--- Available data Enclosed Below ---

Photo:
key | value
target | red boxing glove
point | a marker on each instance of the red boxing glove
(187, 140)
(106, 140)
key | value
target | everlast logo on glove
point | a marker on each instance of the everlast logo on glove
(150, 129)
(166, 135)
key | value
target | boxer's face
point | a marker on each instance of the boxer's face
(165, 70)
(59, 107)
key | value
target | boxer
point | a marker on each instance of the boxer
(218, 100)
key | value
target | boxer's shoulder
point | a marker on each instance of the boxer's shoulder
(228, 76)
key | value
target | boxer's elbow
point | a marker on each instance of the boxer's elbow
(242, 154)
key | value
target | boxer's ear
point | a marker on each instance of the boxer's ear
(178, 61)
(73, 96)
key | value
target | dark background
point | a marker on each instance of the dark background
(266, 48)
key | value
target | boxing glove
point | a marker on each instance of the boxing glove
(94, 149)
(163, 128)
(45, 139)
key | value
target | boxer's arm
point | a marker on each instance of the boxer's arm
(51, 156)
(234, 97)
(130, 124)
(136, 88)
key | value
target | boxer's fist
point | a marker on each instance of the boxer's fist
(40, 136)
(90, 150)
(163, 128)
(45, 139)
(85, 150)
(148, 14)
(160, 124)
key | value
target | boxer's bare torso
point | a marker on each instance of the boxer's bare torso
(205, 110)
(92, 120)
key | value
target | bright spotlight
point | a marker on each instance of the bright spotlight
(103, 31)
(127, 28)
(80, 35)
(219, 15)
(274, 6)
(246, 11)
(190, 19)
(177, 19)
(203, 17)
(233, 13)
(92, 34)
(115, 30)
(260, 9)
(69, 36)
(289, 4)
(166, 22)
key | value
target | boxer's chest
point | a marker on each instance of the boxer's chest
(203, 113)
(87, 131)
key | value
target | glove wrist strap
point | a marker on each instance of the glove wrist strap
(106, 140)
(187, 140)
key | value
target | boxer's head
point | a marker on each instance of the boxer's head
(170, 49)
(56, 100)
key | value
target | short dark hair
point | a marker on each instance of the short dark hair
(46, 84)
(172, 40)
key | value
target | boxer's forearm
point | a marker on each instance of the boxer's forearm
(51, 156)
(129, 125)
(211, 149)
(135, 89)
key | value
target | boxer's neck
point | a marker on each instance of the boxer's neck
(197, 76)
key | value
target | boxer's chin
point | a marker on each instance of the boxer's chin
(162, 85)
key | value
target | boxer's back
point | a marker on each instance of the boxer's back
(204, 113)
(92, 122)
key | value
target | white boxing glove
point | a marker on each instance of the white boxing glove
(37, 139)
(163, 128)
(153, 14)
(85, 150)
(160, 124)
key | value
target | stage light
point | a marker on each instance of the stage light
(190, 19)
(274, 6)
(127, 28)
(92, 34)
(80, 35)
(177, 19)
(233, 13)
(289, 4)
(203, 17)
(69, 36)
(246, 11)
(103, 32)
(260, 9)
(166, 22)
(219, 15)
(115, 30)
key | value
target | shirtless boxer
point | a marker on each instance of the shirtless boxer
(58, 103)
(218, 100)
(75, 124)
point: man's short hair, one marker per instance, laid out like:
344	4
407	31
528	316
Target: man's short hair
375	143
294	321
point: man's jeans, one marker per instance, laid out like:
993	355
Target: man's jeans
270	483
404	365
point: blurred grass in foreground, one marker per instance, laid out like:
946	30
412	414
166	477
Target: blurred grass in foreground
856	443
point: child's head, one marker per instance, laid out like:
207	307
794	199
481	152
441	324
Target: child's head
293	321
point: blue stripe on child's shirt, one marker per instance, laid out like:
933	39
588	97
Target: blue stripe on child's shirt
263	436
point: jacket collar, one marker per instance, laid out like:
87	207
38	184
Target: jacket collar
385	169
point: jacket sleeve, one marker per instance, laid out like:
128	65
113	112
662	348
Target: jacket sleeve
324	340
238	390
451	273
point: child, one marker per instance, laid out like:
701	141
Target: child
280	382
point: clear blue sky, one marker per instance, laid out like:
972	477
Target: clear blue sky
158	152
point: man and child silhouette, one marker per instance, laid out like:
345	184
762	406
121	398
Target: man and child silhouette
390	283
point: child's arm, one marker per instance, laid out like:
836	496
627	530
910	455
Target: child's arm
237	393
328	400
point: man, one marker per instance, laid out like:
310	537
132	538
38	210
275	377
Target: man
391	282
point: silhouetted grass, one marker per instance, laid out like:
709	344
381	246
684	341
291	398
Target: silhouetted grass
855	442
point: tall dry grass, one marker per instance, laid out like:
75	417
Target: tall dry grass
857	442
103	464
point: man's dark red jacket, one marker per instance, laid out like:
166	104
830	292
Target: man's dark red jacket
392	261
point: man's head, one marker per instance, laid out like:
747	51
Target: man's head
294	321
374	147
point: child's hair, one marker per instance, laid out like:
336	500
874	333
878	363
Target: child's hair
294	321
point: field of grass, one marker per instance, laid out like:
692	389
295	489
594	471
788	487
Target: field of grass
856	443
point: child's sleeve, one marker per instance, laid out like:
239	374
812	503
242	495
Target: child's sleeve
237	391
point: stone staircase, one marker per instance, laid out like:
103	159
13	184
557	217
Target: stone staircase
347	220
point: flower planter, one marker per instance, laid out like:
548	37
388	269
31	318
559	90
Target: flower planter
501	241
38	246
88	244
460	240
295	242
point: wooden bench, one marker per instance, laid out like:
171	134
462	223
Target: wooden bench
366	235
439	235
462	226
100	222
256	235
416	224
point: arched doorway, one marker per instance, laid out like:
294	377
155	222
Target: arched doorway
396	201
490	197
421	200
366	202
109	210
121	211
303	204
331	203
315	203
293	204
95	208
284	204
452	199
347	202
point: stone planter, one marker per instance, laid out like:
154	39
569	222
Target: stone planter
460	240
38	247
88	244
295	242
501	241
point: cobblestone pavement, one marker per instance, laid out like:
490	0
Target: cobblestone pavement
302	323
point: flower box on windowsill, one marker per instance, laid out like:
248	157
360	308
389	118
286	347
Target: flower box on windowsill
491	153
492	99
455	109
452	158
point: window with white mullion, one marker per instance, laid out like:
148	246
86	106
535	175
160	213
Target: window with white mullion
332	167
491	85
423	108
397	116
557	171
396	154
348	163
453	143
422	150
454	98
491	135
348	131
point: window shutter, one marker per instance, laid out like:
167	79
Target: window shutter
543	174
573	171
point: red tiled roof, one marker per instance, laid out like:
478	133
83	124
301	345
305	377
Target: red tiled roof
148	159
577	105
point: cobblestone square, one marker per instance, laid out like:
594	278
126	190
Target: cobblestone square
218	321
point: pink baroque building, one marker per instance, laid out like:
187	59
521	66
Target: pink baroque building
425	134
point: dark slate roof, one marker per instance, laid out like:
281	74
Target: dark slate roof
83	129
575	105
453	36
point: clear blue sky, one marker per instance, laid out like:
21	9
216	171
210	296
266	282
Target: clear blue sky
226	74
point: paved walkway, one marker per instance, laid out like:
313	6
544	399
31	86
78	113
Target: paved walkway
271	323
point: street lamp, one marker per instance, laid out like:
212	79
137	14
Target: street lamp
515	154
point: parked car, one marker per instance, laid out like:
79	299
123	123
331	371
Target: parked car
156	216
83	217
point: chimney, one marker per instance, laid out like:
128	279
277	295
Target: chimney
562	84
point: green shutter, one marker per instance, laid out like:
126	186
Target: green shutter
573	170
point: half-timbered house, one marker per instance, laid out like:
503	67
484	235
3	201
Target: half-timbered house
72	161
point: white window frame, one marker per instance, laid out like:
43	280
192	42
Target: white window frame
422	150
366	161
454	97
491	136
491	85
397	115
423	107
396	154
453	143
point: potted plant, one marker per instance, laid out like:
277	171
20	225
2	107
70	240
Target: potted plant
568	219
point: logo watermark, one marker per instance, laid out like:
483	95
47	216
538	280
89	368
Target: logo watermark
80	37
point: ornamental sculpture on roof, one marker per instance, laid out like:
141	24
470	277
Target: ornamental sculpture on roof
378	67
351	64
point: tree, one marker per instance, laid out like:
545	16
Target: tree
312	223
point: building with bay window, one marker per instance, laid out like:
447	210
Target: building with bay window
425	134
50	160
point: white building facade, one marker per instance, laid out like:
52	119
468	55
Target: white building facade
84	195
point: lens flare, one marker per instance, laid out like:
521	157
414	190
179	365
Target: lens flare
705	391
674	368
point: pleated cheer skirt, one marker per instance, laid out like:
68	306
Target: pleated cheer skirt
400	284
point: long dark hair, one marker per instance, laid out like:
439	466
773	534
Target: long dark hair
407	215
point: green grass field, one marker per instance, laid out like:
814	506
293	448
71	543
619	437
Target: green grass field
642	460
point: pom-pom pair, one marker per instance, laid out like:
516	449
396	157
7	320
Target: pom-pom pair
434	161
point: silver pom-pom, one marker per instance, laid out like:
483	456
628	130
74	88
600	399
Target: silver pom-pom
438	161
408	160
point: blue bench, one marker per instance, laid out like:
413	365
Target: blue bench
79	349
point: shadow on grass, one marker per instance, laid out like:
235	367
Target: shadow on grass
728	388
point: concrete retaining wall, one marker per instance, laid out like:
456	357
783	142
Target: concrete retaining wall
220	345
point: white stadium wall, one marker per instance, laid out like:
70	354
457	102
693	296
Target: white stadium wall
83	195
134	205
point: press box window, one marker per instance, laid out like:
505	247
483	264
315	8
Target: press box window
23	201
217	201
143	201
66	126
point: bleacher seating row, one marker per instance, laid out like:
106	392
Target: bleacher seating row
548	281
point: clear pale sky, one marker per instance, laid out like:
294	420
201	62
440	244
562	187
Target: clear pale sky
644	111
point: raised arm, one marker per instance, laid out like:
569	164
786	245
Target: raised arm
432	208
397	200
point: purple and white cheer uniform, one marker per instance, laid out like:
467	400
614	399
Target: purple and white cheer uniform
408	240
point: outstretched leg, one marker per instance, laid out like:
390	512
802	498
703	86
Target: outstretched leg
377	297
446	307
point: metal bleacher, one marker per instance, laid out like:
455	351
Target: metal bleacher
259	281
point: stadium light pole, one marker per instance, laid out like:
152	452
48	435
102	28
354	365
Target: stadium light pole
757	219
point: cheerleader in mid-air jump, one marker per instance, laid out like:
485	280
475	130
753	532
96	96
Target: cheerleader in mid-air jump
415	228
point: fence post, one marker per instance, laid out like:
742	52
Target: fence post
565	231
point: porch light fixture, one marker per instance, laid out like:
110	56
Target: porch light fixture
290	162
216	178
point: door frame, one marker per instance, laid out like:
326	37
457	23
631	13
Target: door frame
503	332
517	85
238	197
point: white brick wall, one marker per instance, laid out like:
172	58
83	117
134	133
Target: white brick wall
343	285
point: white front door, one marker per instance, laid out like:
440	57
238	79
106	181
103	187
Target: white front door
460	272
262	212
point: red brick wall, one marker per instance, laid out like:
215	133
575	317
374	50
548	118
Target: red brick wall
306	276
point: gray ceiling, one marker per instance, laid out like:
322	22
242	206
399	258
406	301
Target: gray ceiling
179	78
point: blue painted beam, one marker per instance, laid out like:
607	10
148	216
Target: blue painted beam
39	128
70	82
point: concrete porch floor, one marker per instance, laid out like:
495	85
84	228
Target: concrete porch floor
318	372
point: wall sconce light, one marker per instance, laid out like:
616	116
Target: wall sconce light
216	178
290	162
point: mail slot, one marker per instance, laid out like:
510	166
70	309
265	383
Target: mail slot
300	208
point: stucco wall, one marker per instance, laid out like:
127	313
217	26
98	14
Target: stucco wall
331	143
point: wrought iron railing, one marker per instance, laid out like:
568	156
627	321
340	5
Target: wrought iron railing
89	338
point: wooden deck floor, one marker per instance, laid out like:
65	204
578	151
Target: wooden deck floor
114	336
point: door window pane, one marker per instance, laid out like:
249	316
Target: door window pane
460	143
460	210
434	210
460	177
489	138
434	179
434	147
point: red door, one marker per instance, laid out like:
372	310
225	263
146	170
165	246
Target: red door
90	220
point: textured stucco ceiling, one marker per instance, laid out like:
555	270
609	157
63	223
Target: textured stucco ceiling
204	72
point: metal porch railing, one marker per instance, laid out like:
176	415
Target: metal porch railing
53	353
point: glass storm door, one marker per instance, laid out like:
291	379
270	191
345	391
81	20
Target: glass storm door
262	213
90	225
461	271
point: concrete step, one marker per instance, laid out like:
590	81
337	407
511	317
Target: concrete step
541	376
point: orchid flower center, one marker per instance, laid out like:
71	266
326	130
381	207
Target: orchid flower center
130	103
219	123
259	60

--- End of Enclosed Available data ---

Work to be completed
Word for word, set down the lines from the beginning of the records through the line that holds "target | boxer's elbow". Leave out the rest.

Output of the exercise
Photo:
key | value
target | red boxing glove
point | a marker on each instance of the red boxing glove
(187, 140)
(106, 140)
key | value
target | everlast logo on glove
point | a marker on each instance of the everlast logo on glove
(150, 129)
(166, 135)
key | value
target | boxer's face
point | a marker on each instance of the boxer's face
(165, 70)
(59, 107)
key | value
target | boxer
point | a marker on each instance of the boxer
(218, 100)
key | value
target | boxer's shoulder
point | a marker on each instance of the boxer's shoulder
(228, 76)
key | value
target | boxer's elbow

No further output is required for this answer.